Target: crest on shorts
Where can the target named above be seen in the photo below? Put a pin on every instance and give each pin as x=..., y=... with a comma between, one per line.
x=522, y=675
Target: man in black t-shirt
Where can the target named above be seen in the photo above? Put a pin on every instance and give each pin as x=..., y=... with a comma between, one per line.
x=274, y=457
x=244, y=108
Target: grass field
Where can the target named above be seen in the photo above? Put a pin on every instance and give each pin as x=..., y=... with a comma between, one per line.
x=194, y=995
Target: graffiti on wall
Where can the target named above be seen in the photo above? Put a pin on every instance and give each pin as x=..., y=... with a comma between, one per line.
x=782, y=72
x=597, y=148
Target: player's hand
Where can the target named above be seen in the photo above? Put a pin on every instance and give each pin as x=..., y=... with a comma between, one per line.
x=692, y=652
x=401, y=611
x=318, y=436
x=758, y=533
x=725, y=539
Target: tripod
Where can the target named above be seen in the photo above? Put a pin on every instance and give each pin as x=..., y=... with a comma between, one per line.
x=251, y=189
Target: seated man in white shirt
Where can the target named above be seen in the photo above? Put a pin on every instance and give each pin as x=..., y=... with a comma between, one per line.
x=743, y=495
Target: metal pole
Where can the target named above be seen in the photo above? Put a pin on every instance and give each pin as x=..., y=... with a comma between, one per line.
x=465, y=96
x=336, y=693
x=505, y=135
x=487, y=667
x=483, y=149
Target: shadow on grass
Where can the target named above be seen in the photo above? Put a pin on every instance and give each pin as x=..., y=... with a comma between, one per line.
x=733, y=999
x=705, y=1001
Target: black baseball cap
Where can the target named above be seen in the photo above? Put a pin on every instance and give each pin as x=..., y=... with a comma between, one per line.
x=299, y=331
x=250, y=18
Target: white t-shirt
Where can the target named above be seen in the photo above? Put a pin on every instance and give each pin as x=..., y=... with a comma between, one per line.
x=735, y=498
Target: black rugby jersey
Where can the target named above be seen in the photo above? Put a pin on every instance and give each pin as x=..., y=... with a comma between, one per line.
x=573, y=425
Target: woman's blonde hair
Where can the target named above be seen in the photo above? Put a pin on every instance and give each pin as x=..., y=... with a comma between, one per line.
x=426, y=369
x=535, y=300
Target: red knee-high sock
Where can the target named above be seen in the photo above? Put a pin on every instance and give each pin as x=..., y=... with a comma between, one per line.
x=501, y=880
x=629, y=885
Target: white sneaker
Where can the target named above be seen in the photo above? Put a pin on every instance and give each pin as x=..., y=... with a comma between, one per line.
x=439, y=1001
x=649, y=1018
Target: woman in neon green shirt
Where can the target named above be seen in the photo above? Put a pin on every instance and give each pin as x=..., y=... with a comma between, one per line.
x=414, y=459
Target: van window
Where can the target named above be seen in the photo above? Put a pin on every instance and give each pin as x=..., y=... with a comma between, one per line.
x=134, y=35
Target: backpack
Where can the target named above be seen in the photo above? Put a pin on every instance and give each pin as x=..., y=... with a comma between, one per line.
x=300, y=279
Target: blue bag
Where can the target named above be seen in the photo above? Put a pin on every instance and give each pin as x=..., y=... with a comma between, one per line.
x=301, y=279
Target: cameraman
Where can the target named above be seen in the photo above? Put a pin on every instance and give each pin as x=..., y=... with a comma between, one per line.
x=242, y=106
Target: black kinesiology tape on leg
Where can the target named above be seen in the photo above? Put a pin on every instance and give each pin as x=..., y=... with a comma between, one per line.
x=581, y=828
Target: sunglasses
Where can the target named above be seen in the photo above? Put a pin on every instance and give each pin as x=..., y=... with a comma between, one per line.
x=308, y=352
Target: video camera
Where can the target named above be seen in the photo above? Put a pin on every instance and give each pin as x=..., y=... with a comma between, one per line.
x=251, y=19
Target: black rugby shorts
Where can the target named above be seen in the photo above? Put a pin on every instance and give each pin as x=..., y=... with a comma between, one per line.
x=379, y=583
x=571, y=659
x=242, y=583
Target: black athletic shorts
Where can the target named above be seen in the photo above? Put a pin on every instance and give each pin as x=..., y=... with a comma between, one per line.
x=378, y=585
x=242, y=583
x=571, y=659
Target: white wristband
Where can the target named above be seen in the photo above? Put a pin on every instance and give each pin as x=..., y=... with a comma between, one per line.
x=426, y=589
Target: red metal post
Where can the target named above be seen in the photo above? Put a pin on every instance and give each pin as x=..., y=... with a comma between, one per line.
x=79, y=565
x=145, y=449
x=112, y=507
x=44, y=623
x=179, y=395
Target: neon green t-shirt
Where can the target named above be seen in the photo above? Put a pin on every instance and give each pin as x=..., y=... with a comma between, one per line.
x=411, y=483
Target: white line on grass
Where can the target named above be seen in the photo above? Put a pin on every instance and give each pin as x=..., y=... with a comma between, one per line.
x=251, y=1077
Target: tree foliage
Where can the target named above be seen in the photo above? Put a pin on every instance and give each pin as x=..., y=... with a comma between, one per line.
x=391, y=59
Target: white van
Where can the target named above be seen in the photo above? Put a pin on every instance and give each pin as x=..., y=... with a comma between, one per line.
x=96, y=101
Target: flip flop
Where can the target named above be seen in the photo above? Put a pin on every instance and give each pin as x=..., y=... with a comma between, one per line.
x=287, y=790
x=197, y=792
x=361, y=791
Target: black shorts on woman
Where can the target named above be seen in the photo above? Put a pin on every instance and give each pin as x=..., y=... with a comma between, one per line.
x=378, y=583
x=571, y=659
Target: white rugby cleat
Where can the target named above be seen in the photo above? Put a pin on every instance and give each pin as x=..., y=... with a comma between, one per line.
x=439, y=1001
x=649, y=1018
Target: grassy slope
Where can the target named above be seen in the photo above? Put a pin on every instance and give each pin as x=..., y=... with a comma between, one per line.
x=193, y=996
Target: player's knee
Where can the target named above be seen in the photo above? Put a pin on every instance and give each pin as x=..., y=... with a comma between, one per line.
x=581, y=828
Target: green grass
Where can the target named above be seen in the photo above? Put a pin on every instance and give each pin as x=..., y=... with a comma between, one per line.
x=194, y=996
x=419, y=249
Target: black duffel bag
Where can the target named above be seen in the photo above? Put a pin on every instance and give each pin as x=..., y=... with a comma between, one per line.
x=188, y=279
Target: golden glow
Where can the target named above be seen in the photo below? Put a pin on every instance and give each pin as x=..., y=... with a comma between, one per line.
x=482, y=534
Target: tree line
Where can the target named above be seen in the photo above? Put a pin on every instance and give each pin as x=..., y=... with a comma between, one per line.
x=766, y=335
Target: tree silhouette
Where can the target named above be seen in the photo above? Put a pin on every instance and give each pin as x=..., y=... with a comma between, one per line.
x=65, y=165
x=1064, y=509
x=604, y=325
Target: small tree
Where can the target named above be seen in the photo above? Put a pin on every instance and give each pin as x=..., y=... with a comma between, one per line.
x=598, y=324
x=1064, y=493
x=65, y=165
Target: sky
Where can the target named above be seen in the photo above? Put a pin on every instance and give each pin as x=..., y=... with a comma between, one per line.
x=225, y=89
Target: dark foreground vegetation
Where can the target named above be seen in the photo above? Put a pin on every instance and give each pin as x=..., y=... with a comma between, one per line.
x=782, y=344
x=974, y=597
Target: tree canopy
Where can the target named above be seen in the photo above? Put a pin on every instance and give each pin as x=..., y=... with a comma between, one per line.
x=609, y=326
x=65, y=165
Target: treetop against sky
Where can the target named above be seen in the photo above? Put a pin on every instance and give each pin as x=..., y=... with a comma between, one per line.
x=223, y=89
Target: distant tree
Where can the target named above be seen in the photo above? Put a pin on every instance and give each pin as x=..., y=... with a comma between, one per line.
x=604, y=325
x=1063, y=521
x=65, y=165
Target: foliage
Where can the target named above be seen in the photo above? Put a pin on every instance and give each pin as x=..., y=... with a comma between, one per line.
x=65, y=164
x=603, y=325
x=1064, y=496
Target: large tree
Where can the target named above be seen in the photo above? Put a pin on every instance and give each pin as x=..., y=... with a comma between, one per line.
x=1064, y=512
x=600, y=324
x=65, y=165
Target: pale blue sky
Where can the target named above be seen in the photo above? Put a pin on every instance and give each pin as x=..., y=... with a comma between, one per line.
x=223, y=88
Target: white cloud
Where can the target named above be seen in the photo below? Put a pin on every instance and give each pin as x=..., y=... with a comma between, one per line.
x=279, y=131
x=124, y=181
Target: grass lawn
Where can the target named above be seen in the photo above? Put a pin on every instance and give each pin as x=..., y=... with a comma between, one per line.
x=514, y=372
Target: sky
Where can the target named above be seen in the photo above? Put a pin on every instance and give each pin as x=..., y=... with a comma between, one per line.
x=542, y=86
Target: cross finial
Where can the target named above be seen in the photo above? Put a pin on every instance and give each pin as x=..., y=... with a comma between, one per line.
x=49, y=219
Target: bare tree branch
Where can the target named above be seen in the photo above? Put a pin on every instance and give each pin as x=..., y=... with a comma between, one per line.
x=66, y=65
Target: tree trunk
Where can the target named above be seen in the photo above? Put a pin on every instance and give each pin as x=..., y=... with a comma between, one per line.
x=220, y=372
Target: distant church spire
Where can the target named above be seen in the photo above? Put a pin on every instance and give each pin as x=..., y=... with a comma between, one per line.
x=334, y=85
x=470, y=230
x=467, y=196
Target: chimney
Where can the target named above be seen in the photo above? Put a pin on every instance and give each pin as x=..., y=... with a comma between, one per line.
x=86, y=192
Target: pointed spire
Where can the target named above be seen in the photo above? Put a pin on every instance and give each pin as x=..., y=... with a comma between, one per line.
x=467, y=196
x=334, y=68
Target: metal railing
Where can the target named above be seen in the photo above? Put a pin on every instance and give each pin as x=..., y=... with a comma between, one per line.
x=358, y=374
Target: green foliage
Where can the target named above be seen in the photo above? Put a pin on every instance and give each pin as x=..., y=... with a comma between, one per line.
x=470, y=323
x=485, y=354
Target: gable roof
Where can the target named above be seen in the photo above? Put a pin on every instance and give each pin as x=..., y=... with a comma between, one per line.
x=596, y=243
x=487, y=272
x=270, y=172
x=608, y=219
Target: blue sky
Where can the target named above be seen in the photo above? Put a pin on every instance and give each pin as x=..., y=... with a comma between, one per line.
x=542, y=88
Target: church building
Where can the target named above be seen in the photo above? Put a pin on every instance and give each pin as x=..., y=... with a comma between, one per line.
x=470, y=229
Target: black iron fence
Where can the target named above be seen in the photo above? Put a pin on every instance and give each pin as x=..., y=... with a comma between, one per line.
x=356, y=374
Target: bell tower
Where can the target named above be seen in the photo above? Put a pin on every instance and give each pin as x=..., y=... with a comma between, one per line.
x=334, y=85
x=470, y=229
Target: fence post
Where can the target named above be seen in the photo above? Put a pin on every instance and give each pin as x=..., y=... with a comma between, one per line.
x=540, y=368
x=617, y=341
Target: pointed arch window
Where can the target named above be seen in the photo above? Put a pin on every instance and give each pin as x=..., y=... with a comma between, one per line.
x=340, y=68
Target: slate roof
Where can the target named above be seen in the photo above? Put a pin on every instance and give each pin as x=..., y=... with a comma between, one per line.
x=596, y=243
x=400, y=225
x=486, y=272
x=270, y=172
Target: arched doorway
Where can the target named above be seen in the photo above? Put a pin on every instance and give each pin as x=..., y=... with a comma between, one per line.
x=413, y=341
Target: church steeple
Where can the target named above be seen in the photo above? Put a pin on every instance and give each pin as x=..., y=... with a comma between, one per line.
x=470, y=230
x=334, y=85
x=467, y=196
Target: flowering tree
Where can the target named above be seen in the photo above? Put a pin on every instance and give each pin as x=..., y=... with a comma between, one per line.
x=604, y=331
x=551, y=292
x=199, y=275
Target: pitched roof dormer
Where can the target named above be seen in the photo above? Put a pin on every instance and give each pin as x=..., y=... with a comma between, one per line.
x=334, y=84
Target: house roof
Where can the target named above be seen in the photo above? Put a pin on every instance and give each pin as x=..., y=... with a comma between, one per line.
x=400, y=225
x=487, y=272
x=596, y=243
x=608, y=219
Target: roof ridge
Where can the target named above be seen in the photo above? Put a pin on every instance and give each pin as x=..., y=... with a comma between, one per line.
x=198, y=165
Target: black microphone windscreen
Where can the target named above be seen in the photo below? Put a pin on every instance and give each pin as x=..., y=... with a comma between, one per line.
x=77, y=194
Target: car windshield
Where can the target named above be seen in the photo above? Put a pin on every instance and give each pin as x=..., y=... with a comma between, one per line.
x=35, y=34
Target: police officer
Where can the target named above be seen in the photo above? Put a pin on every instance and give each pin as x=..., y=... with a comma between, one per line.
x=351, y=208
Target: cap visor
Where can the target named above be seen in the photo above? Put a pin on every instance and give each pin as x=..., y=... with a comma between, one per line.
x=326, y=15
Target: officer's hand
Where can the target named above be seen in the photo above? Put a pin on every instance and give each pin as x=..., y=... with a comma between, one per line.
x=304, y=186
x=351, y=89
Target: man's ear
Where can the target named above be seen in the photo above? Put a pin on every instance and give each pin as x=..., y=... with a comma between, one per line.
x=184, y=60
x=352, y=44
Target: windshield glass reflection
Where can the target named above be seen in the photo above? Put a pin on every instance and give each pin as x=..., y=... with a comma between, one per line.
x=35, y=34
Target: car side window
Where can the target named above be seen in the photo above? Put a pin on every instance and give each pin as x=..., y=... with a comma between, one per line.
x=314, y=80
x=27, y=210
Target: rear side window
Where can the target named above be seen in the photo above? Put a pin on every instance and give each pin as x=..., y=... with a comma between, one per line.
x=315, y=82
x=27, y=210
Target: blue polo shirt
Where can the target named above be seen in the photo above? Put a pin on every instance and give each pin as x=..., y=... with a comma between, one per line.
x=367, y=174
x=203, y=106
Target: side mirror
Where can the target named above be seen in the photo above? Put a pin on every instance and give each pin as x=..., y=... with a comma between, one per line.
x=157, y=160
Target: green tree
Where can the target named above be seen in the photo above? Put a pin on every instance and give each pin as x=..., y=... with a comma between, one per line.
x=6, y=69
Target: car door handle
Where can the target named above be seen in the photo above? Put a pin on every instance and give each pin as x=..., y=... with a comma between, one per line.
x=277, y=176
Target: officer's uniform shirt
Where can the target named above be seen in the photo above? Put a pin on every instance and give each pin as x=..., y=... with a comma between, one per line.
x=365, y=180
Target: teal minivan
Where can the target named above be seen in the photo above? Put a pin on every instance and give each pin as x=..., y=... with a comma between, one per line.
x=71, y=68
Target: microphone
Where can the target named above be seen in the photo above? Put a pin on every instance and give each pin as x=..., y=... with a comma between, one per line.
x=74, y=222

**GIVEN EXERCISE:**
Copy word for word the lines from the very first one through the line with "x=194, y=995", including that line.

**SOLUTION:**
Target: crest on shorts
Where can the target named above be seen in the photo below? Put a pin on every instance and give each pin as x=..., y=... with a comma between, one per line.
x=522, y=675
Target: man in black t-shirt
Where can the target named above be seen in the photo above? Put a pin on every instance and give each pin as x=..., y=... with a comma between, one per line.
x=274, y=457
x=244, y=108
Target: grass field
Where can the target named above be seen in the photo above? Put a pin on every instance and give each pin as x=..., y=... with a comma between, one per line.
x=194, y=995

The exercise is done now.